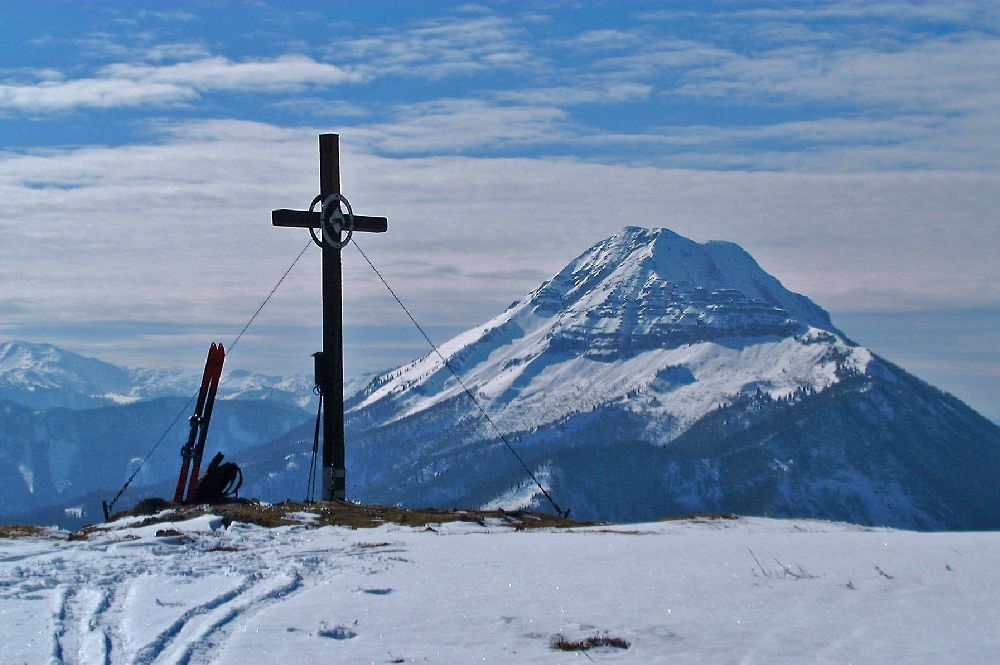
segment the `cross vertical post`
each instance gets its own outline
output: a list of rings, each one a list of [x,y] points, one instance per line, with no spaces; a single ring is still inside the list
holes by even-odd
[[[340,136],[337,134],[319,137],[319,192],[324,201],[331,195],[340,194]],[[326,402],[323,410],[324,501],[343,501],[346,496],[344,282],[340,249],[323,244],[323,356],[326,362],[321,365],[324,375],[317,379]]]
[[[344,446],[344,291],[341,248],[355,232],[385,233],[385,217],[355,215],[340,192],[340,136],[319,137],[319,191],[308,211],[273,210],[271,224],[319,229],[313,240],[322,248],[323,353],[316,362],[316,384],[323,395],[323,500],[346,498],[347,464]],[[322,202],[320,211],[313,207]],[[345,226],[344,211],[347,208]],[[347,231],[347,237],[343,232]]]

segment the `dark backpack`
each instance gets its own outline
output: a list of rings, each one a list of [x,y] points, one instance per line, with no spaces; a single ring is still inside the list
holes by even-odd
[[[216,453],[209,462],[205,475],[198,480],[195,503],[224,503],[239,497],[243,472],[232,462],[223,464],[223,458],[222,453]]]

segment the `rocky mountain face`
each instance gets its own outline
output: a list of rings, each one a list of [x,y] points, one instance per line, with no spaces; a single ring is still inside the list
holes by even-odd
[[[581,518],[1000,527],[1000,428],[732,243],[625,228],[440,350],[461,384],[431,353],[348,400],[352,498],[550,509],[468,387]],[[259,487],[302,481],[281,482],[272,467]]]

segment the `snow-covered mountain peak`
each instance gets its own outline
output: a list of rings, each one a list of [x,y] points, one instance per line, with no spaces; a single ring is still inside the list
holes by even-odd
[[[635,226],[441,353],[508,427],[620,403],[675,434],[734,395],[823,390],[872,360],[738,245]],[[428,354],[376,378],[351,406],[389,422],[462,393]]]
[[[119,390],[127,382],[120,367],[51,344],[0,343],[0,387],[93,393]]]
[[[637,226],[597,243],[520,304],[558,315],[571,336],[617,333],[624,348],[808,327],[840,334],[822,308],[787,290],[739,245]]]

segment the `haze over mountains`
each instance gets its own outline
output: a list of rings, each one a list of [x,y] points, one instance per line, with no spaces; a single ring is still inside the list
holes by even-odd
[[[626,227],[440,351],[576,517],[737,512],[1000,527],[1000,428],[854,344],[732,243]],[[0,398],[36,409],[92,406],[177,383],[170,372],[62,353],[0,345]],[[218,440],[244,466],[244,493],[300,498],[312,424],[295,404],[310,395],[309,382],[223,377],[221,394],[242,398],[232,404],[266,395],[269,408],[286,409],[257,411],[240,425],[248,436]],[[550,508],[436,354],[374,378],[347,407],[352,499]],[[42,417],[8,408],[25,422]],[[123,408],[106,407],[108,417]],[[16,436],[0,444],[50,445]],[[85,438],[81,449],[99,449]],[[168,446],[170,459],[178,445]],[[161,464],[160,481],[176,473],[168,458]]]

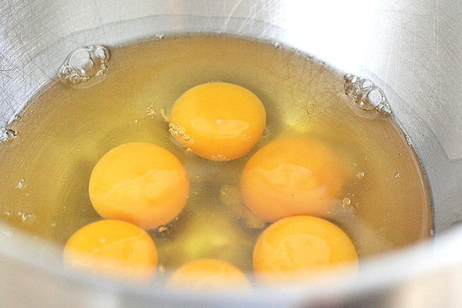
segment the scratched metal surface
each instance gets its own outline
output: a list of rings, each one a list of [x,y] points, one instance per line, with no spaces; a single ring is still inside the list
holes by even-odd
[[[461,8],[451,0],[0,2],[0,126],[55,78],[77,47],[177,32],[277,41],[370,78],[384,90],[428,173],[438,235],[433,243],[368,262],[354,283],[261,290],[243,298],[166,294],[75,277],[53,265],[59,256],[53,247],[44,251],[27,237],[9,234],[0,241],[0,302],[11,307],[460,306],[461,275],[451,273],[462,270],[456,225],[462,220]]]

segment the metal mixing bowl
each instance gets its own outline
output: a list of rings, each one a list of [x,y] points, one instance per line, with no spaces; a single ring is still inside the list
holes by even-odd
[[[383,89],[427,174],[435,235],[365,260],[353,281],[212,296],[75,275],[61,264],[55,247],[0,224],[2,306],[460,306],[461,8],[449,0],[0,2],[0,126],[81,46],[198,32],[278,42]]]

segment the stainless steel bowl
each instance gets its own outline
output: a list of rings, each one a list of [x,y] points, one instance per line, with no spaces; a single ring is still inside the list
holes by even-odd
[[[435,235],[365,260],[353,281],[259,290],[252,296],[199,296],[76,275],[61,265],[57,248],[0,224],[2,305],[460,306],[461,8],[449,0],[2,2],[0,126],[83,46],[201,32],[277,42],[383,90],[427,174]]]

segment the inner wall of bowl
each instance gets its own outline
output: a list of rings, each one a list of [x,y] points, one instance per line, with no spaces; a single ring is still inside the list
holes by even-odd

◆ **TASK OBJECTIVE**
Write out all of the items above again verbatim, leaving out the pictures.

◆ **WRITTEN REPLY**
segment the `cross vertical post`
each instance gets its own outline
output: a list of rings, each one a list of [x,y] points, one instance per line, with no spaces; a single ring is still inside the list
holes by even-odd
[[[340,136],[337,134],[319,137],[319,192],[324,201],[331,195],[340,194]],[[326,402],[323,410],[324,501],[343,501],[346,496],[344,282],[340,249],[323,244],[323,356],[326,362],[321,365],[324,375],[317,379]]]
[[[344,446],[344,291],[341,248],[355,232],[385,233],[385,217],[355,215],[340,192],[340,136],[319,137],[319,191],[308,211],[273,210],[271,224],[319,229],[313,240],[322,248],[323,353],[316,362],[316,384],[323,395],[323,500],[346,498],[347,464]],[[322,202],[320,211],[313,207]],[[345,226],[344,211],[347,208]],[[347,231],[347,237],[343,232]]]

segment the `dark backpack`
each instance gets its own outline
output: a list of rings, each one a list of [x,y] points, one instance per line, with no spaces; a single ring is still inside the list
holes by even-odd
[[[216,453],[209,462],[205,475],[198,480],[195,503],[224,503],[239,497],[243,472],[232,462],[223,464],[223,458],[222,453]]]

segment the `rocky mountain face`
each instance gets its own outline
output: a list of rings, each one a list of [x,y] points, one instance per line, with no spaces; a single ring is still inside the list
holes by even-odd
[[[581,518],[1000,527],[1000,428],[732,243],[625,228],[440,350],[461,384],[431,353],[348,400],[352,498],[550,509],[468,387]],[[259,487],[302,481],[281,482],[272,467]]]

segment the `snow-covered mountain peak`
each instance gets its own outline
output: a list of rings, each one a list of [x,y] points, one instance per line, with no spaces; a single ring is still inside the list
holes by even-odd
[[[635,226],[441,353],[508,427],[620,403],[675,434],[734,395],[823,390],[872,360],[738,245]],[[428,354],[376,378],[351,406],[389,422],[462,393]]]
[[[119,390],[127,382],[120,367],[51,344],[0,343],[0,387],[93,393]]]
[[[637,226],[597,243],[520,304],[558,315],[571,336],[617,333],[624,348],[808,327],[840,334],[822,308],[787,290],[739,245]]]

segment the `haze over mountains`
each instance gets its own outline
output: a list of rings, each one a list of [x,y] points, one instance per line, with no spaces; a single ring is still inside the list
holes by even-odd
[[[626,227],[440,351],[576,517],[737,512],[1000,527],[1000,428],[854,344],[732,243]],[[0,398],[36,409],[92,406],[177,383],[170,372],[62,353],[0,345]],[[218,440],[244,466],[244,493],[300,498],[312,424],[295,404],[310,395],[309,382],[223,377],[221,394],[242,398],[232,404],[266,395],[269,408],[286,409],[257,411],[240,425],[248,436]],[[550,508],[436,354],[374,378],[347,407],[352,499]],[[42,417],[8,408],[25,422]],[[123,408],[106,407],[108,417]],[[16,436],[0,444],[50,445]],[[85,438],[81,449],[99,449]],[[168,446],[170,459],[178,445]],[[161,464],[160,481],[176,473],[168,458]]]

segment the scratched metal surface
each instance gets its own outline
output: a list of rings, each one a list of [x,y] points, one instance per line, with no spaces; a single ring is still inside the list
holes by even-odd
[[[461,8],[451,0],[0,2],[0,126],[55,78],[77,47],[177,32],[277,41],[370,78],[384,90],[428,173],[438,235],[433,243],[368,262],[354,283],[261,290],[243,298],[166,294],[75,277],[53,265],[59,256],[53,247],[44,251],[27,237],[9,234],[0,241],[0,302],[11,307],[460,306],[461,275],[451,273],[462,270],[456,225],[462,220]]]

segment the metal mixing bowl
each instance gets its own outline
output: a list of rings, each one a list of [x,y] points, one instance per line, with no spaces; a single ring is still inside the list
holes by even-odd
[[[383,89],[427,174],[435,235],[365,260],[353,281],[212,296],[75,275],[61,264],[55,247],[0,224],[2,306],[460,306],[461,8],[449,0],[0,2],[0,126],[81,46],[198,32],[278,42]]]

segment the stainless steel bowl
each instance gets its own outline
output: a list of rings, each one a list of [x,y] points, one instance per line, with no spaces; a single ring is still inside the list
holes by even-odd
[[[435,235],[365,260],[353,281],[259,290],[252,296],[199,296],[76,275],[61,265],[57,248],[0,224],[2,305],[460,306],[461,8],[449,0],[2,2],[0,126],[83,46],[201,32],[277,42],[383,90],[427,174]]]

segment the inner wall of bowl
each instance gets its own outline
output: a list of rings, each one a list of [x,y] points, one instance per line, with no spaces; a single ring is still inside the list
holes by even-odd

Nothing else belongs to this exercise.